Pull out each of the lines below that contains the string "negative", treating uppercase and lowercase as different.
··· Materials provided ···
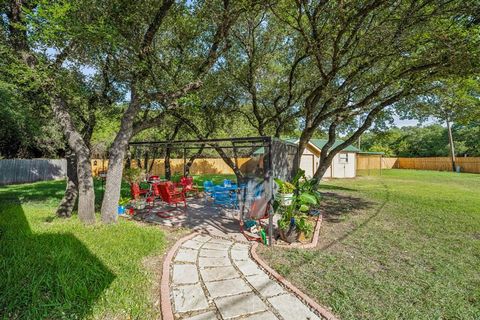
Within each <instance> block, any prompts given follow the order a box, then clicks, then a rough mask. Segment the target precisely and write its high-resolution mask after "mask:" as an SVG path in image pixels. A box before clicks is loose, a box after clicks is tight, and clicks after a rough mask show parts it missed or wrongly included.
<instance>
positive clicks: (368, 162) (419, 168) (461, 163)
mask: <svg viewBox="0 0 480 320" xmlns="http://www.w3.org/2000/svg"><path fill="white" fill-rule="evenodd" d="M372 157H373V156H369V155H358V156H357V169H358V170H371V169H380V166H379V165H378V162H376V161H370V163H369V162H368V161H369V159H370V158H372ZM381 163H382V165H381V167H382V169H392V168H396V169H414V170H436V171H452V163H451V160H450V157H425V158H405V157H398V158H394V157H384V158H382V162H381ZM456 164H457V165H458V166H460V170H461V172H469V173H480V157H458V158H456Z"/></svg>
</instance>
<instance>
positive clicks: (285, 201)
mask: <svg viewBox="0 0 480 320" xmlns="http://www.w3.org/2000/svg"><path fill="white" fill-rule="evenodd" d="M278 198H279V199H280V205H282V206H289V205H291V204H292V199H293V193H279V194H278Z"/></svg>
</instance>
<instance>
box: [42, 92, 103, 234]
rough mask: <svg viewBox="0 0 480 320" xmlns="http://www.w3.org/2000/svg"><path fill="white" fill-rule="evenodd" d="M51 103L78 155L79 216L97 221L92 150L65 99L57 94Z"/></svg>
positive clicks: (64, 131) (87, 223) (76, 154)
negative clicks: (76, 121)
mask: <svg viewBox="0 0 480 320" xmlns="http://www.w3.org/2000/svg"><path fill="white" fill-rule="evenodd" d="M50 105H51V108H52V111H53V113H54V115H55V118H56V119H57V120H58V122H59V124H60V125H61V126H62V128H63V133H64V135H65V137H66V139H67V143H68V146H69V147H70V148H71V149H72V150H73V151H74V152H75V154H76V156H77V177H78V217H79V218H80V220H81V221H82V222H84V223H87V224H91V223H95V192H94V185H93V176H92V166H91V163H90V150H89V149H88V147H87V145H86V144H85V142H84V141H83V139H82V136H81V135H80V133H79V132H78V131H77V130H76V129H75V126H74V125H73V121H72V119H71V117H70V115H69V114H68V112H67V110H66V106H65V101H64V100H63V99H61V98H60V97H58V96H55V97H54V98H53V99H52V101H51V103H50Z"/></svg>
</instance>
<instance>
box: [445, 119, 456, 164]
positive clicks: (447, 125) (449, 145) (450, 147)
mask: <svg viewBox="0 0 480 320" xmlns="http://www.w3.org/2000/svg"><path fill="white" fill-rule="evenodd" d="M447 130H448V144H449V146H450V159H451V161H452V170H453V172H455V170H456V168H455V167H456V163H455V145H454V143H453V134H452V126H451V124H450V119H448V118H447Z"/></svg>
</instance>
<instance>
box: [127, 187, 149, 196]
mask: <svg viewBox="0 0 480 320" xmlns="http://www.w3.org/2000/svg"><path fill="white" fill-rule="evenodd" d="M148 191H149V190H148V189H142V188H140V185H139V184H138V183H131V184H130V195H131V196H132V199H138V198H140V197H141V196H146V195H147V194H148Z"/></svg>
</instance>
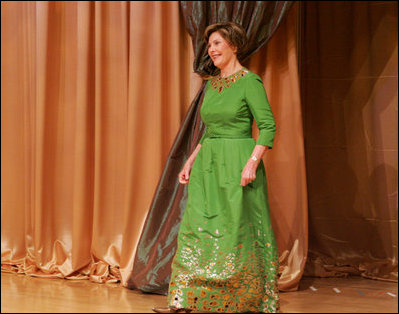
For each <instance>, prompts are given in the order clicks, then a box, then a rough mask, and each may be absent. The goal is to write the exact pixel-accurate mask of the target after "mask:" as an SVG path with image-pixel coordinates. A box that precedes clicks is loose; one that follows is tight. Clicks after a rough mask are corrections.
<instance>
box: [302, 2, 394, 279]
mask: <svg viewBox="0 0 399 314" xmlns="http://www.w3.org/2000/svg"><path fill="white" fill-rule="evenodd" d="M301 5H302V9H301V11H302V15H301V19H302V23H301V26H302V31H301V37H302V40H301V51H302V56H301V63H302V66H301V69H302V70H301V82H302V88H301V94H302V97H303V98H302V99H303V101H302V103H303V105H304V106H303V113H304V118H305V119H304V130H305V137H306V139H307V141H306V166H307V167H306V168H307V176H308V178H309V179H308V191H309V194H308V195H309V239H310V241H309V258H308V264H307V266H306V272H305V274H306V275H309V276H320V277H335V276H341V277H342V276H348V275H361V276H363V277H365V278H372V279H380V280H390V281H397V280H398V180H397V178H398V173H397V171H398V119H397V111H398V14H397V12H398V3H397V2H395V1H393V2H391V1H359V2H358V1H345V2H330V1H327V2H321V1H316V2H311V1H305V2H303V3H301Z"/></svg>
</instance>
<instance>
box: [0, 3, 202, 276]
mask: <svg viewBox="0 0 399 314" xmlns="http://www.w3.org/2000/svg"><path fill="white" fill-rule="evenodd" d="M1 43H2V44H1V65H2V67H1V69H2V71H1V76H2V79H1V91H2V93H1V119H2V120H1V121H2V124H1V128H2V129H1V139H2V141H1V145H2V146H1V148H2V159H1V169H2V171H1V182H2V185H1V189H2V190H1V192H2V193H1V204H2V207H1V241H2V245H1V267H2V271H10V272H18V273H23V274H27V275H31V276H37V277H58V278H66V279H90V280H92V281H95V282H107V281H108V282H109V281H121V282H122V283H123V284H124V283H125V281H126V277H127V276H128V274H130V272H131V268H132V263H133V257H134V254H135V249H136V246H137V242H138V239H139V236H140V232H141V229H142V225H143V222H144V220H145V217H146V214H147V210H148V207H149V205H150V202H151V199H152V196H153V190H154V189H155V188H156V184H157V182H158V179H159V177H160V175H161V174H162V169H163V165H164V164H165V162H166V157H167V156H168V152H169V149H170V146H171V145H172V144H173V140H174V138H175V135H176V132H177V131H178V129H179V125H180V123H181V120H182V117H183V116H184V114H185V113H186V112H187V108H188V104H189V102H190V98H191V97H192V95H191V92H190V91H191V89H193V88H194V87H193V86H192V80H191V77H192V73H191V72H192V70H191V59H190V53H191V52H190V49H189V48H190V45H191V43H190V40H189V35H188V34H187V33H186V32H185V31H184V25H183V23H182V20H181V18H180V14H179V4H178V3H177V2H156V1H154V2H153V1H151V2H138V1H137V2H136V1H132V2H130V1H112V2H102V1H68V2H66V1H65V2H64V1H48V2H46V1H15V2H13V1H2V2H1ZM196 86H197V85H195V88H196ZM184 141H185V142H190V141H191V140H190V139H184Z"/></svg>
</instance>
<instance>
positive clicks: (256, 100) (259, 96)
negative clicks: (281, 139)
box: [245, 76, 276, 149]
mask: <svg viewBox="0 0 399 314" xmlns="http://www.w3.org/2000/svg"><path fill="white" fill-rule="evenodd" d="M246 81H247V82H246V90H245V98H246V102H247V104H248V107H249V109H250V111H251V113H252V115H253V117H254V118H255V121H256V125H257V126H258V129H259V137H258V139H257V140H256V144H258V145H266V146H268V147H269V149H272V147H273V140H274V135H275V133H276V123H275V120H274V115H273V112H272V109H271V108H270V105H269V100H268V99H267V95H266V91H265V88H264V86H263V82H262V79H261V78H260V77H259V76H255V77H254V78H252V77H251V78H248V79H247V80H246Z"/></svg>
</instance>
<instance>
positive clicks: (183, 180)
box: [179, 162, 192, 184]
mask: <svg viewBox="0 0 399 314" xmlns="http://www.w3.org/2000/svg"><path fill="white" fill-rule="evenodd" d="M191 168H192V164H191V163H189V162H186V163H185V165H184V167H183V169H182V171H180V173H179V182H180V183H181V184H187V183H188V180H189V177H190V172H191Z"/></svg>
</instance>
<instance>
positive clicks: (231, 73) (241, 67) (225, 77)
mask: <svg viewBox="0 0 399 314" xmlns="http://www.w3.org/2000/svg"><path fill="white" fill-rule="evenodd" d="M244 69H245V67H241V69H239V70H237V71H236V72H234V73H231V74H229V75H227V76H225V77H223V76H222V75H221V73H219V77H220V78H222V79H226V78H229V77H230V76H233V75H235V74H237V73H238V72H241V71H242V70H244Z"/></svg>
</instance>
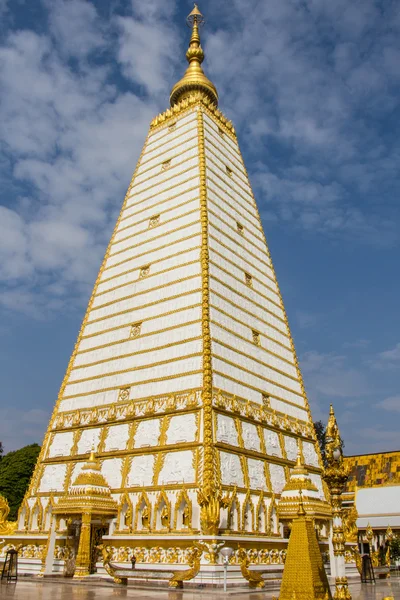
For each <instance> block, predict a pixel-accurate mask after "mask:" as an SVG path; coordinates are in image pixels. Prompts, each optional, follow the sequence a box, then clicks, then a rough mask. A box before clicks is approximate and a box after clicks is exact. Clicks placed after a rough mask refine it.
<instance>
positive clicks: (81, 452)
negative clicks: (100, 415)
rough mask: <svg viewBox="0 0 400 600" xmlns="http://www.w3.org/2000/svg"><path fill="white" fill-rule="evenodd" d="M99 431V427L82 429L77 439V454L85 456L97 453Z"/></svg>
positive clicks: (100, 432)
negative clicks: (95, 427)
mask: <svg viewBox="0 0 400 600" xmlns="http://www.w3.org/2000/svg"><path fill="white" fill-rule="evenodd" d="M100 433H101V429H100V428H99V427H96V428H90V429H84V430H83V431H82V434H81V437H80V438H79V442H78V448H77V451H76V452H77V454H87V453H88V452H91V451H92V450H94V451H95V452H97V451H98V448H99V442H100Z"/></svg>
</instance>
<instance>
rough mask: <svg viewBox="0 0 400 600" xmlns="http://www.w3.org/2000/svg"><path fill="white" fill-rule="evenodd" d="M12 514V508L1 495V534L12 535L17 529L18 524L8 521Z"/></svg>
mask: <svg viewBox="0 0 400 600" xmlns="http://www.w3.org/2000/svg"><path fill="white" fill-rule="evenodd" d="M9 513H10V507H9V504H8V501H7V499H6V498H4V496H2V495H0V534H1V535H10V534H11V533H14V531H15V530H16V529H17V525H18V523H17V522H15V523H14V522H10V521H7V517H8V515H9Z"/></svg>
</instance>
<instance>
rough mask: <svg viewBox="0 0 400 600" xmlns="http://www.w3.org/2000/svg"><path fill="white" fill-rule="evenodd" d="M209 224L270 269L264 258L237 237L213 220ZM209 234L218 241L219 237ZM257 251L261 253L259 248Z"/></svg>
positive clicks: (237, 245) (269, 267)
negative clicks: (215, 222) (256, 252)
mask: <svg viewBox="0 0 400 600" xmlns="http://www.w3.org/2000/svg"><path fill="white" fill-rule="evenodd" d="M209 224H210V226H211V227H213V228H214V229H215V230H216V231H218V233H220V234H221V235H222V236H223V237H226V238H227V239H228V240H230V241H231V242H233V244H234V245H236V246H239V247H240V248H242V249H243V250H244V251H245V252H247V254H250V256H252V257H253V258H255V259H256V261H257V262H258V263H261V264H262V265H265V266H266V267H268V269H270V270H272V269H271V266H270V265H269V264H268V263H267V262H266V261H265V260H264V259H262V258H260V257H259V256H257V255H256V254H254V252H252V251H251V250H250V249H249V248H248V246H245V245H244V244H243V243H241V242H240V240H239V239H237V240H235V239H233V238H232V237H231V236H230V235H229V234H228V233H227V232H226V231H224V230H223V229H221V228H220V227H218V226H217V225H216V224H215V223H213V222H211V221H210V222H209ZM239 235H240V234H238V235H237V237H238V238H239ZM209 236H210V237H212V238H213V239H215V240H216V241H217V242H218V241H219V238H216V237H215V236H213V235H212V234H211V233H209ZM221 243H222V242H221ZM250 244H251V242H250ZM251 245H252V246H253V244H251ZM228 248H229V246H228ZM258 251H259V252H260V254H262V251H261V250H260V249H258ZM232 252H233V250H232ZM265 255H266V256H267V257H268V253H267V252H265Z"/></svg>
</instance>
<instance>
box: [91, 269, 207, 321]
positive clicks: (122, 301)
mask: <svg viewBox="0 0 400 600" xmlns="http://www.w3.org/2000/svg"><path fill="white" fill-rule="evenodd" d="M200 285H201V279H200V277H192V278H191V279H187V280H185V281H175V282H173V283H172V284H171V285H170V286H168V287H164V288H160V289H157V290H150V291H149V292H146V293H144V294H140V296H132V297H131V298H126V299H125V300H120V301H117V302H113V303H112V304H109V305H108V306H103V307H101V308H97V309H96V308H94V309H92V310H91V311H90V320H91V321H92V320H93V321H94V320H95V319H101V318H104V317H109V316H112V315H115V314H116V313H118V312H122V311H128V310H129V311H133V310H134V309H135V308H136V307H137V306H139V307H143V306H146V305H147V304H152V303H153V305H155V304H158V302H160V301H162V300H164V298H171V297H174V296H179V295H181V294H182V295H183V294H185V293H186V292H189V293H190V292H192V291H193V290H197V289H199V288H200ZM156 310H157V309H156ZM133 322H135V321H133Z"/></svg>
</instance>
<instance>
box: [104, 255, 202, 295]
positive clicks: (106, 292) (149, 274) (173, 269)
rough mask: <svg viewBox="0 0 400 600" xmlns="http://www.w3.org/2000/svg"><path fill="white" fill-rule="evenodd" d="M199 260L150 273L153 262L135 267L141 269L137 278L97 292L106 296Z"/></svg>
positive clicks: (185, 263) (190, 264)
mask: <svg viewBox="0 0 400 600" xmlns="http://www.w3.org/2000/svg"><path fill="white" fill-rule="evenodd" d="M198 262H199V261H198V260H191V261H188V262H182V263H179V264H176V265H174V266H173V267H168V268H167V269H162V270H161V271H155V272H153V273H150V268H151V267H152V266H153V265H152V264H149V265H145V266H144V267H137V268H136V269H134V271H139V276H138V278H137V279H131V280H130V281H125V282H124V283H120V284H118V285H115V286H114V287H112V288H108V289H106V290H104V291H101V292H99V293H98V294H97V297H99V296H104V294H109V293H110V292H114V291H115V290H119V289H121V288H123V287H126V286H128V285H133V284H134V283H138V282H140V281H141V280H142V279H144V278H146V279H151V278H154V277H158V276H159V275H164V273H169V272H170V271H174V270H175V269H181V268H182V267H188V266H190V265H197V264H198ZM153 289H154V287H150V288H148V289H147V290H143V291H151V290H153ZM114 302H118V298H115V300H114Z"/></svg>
···
## [Answer for this exercise]
negative clicks: (76, 121)
negative clicks: (281, 139)
negative clicks: (100, 415)
negative clicks: (95, 427)
negative clicks: (215, 222) (256, 252)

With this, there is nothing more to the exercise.